■ WORK INSTRUCTION 1: Quote the passage of the Rosen Method history starting at "In 1980, Marion" and ending at "Marion or Sara.".
■ WORK INSTRUCTION 2: According to the Rosen Method history, with whom did Marion Rosen begin studying touch therapy in Munich in 1936?
■ WORK INSTRUCTION 3: Continue the Rosen Method history from its last sentence.

■ READING TEXT:
------------------------------------

Rosen Institute

History of the Rosen Method

Marion’s Early Life

Born on June 24, 1914, in Nuremberg, Germany, Marion Rosen grew up in a family that enjoyed travel, sports, friendship, and a happy social life. Raised in a country home with gardens and nearby woods, Marion was an active child who loved to ski, swim, play tennis, and dance. Her early years of support, delight, and ease began to change as German politics shifted. She and her family began to experience the hardship and anxiety that the Jewish community experienced as Germany’s social and political landscape radically altered in the 1930s.

In 1936, when Marion was 22 years old, she began studying touch therapy with Lucy Heyer in Munich. Lucy Heyer was trained by Elsa Gindler, one of the leading innovators in body-oriented therapies in Europe. Lucy was also the wife of Gustav Heyer, a physician in the circle of Sigmund Freud, Karl Jung, Wilhelm Reich, and other leaders in the budding field of psychotherapy. During her apprenticeship, Marion worked with many patients undergoing psychoanalysis and drew on touch therapy as a way to access unconscious memory, feelings, and past events that had been forgotten or suppressed. This early experience would later inform her unique forms of bodywork and movement.

Marion eventually left Germany in the late 1930s, landing in California after a stay in Sweden. While in Sweden, she studied physiotherapy and continued that study in the U.S., becoming eventually licensed as a physical therapist. She set up a private practice in Oakland, California.  As well as having her physical therapy practice, she taught weekly movement classes to women who wanted to stay active and healthy as they aged.

The Rosen Method

In the mid-1970s, she was approached by Sara Webb, the daughter of one of her movement class regulars. Sara asked to be trained in the work Marion had learned with Lucy Heyer. Marion eventually said yes, and an apprenticeship began. As Marion and Sara’’s work progressed, their clients found that they could access feelings related to specific life experiences that had long been put away. As muscle tension relaxed and released, their emotional selves became more available. People’s’ lives began to transform as closed-off parts of themselves opened up.

In this initial period, Marion’’s reputation as a practitioner with a unique skill in accessing body-based memory grew. Her practice transformed from being mostly referred physical therapy patients to clients seeking personal experience of this newly evolving somatic approach.

In 1980, Marion began her first professional training program, co-taught with apprentice Louise Barrie. The twelve-student group met weekly over two years to observe demonstrations, engage in hands-on learning, exchange sessions, and share ongoing experiences of change. Over time trainees began to build clientele, giving sessions on a regular basis and developing practice management skills. Students also attended weekly movement classes taught by Marion or Sara.

------------------------------------

■ DATASET EXTRACT:
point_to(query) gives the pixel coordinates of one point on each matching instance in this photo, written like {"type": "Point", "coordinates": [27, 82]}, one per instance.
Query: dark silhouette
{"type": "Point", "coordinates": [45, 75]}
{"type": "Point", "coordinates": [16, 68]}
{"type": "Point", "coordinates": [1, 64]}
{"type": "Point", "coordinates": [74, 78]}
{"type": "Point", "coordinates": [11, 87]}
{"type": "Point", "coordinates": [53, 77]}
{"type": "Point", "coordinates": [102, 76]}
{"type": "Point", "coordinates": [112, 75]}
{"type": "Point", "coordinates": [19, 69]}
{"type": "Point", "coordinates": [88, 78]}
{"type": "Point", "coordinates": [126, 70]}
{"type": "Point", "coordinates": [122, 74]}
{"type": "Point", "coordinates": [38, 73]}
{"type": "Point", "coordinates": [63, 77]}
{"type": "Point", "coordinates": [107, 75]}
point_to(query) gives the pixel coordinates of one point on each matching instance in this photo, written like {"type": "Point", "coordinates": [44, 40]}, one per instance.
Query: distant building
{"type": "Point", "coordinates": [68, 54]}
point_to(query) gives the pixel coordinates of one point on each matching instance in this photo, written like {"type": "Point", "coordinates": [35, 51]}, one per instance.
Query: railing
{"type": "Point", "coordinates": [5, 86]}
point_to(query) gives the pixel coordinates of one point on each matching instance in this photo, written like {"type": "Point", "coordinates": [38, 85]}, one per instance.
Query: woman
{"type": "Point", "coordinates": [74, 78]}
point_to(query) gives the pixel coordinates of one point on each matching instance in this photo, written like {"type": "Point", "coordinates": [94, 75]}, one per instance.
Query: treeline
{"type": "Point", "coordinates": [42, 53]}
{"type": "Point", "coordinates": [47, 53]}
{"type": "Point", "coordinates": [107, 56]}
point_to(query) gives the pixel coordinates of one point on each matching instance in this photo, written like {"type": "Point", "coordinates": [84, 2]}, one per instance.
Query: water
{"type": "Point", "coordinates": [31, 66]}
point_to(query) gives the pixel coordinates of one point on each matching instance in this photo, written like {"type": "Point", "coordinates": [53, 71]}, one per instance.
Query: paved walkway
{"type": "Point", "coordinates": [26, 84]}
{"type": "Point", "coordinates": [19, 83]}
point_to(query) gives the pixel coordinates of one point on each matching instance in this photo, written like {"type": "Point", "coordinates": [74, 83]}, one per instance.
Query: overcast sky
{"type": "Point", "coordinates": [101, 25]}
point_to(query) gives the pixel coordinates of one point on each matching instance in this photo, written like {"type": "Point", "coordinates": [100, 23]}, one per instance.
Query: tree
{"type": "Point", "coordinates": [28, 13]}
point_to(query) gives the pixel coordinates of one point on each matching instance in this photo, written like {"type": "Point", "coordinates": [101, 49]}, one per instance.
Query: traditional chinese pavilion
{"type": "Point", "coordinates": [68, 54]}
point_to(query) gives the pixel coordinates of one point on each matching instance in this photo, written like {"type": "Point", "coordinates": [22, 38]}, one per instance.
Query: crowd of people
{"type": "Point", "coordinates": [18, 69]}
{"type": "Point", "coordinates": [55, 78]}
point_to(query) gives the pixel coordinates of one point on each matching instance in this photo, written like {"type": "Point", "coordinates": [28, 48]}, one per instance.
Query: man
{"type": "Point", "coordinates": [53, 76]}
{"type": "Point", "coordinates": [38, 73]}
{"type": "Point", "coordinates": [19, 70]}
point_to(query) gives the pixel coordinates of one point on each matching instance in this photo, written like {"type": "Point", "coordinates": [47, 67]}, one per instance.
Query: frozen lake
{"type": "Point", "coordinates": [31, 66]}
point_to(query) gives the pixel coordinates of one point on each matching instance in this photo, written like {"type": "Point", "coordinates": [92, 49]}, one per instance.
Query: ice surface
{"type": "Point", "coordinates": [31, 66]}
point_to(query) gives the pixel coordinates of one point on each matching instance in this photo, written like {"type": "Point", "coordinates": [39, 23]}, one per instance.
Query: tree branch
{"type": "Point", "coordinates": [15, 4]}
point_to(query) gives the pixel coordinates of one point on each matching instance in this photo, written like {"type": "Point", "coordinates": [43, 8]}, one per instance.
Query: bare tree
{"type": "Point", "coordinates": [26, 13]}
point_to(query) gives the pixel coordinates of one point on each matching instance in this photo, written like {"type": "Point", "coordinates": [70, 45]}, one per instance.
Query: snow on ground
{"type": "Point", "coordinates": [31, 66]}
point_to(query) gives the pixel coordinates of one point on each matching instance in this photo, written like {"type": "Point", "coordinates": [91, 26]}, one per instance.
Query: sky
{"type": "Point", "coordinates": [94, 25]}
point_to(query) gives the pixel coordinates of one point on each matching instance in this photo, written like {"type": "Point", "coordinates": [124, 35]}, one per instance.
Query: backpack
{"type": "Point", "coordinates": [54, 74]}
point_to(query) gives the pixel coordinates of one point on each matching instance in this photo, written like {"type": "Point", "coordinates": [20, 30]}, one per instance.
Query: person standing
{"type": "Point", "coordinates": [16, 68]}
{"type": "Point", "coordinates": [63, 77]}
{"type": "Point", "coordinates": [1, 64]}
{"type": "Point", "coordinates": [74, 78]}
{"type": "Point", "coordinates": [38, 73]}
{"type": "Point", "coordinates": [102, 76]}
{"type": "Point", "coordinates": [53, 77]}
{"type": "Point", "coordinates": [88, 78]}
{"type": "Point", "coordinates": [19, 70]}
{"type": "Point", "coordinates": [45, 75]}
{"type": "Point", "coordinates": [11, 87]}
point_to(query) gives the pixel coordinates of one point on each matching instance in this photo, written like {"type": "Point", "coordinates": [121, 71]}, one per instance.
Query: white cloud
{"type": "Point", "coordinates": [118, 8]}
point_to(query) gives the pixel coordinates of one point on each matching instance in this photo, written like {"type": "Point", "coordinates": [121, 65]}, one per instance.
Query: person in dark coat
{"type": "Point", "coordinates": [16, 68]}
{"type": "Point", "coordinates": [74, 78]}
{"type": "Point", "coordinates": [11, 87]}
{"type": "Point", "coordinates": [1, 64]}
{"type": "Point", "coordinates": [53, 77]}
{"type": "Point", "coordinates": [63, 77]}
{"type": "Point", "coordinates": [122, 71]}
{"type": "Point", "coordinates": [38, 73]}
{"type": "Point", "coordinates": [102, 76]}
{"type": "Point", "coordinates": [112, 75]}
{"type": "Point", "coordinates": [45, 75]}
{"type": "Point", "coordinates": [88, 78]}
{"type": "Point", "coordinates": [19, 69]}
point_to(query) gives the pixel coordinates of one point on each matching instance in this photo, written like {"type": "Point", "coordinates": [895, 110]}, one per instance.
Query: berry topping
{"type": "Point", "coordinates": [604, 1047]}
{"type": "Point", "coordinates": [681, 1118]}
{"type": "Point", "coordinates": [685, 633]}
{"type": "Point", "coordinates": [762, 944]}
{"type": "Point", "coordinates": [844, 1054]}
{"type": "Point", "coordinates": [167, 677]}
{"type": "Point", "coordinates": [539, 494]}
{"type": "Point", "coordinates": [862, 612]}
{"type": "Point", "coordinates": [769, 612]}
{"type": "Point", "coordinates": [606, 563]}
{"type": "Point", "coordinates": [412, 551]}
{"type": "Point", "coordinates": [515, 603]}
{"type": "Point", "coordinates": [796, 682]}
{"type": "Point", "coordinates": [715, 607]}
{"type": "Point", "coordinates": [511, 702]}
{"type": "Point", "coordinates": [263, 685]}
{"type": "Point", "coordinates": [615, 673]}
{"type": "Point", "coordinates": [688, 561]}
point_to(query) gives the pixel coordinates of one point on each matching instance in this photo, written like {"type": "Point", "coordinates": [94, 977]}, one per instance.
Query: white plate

------------------------------------

■ WRITTEN ANSWER 1:
In 1980, Marion began her first professional training program, co-taught with apprentice Louise Barrie. The twelve-student group met weekly over two years to observe demonstrations, engage in hands-on learning, exchange sessions, and share ongoing experiences of change. Over time trainees began to build clientele, giving sessions on a regular basis and developing practice management skills. Students also attended weekly movement classes taught by Marion or Sara.

■ WRITTEN ANSWER 2: Lucy Heyer

■ WRITTEN ANSWER 3:
The name Rosen Method was chosen when Marion felt her first students had learned the fundamentals of her way of work. In 1983, the Rosen Institute was created by Sandra Wooten as a permanent structure to support the growth of Rosen Method. New groups of students formed, and weekly trainings began to attract a broad range of students from many different backgrounds and careers: — massage therapists, psychotherapists, nurses, physicians, teachers, small business owners, physical therapists, artists, social workers, and many others.

The first place Marion taught outside of the U.S. was Stockholm, Sweden. She gave a five- day workshop at Axelson’s Gymnastiska Institut, the largest bodywork training center in northern Europe. After the workshop and personal experience of Rosen Method, school founder Hans Axelson began promoting the work throughout Scandinavia in Finland, Sweden, Norway, and Denmark. Rosen Method courses became very popular there, with many practitioners and teachers completing the training.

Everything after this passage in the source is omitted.